# start of Provided data

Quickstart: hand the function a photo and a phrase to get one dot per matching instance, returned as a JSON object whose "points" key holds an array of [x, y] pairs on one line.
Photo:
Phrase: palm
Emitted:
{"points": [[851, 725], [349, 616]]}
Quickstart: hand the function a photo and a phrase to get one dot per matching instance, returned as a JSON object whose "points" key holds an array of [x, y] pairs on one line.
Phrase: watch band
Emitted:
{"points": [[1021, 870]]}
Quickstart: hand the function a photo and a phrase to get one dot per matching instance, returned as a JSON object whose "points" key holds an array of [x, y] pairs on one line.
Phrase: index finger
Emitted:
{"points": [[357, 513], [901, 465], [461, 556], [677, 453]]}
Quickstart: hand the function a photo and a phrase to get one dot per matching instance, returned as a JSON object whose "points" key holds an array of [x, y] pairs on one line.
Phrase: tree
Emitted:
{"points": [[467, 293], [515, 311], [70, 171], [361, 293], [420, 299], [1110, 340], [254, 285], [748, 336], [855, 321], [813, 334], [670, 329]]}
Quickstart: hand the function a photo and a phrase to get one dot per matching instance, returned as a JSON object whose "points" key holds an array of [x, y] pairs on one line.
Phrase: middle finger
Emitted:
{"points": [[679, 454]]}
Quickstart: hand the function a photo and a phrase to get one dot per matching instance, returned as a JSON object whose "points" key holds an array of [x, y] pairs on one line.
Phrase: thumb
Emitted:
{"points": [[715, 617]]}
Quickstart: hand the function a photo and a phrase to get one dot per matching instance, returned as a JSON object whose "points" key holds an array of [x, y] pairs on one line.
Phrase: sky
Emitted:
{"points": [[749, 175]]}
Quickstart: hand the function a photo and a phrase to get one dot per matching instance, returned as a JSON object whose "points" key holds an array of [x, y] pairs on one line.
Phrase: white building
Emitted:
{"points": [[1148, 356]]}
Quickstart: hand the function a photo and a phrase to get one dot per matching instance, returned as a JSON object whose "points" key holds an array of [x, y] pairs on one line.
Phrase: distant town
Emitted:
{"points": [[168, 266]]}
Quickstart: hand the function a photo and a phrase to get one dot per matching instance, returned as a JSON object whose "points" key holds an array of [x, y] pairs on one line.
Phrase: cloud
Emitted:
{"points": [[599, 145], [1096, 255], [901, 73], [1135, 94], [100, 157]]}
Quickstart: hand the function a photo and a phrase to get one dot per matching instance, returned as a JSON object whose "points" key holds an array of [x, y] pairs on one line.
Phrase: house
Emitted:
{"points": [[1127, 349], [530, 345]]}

# end of Provided data

▸ **Work to complete**: Each entry above is to be printed again exactly.

▸ **Written answer**:
Quickstart: hand the function a photo and a phrase to get one dot per matching instance, returned as a JSON object whose "points" key holds an array of [x, y] pairs on one line.
Photo:
Phrase: palm
Emitted:
{"points": [[851, 725], [349, 616]]}
Quickstart: hand the function a photo and a phrase to get one dot per matching instance, returned as a JSON object whose "points" key holds an array of [x, y] pairs on one line.
Phrase: watch band
Emitted:
{"points": [[1021, 870]]}
Quickstart: hand the function a photo and a phrase to get one dot per matching instance, returned as a JSON object whose "points" key holds an array of [x, y] pairs on one line.
Phrase: index finger
Emitted:
{"points": [[357, 513], [901, 465], [461, 556], [677, 453]]}
Quickstart: hand the function a photo and a phrase to get one dot per matching instance, returned as a JSON object whose "points" key holds an array of [x, y] pairs on one line.
Phrase: tree
Emitted:
{"points": [[467, 293], [515, 311], [70, 171], [361, 293], [420, 299], [1110, 340], [254, 285], [748, 336], [855, 321], [813, 334], [670, 329]]}
Quickstart: hand the function a photo and a phrase to get one dot per matching instance, returned as a JSON object whose "points" key holds an array of [x, y] pairs on one line.
Phrase: middle finger
Emitted:
{"points": [[679, 454]]}
Quickstart: hand the function a photo and a phrase to get one dot per matching instance, returned as a JSON object whose "points" key holds an array of [x, y] pairs on one line.
Phrase: thumb
Emitted:
{"points": [[715, 617]]}
Quickstart: hand the function a photo and a phrase to get one dot per matching instance, returned as a JSON object whose "points" key holds an array of [x, y] pairs on one line.
Phrase: sky
Emitted:
{"points": [[749, 175]]}
Quickstart: hand the function a photo and a phrase to get one dot per matching instance, returned as a JSON object whose "points" key holds an array of [x, y] pairs on one line.
Phrase: white building
Emitted:
{"points": [[1148, 356]]}
Quickstart: hand the function a photo and a phrase to get one dot per matching instance, returned as a JSON object whose "points" key holds an array of [x, y] pairs on one line.
Phrase: distant town
Emitted:
{"points": [[168, 266]]}
Quickstart: hand the function a photo and a phrase to get one dot per matching instance, returned as a JSON object whose "points" key holds an array of [x, y] pairs on one line.
Phrase: cloud
Emitted:
{"points": [[599, 145], [1096, 255], [901, 73], [1135, 94], [100, 157]]}
Quickstart: hand the function a photo and a phrase to get one dot per matching instance, returned as a JSON object whose "points" key holds an array of [x, y] pairs on one line.
Phrase: house
Emitted:
{"points": [[1127, 349], [530, 345]]}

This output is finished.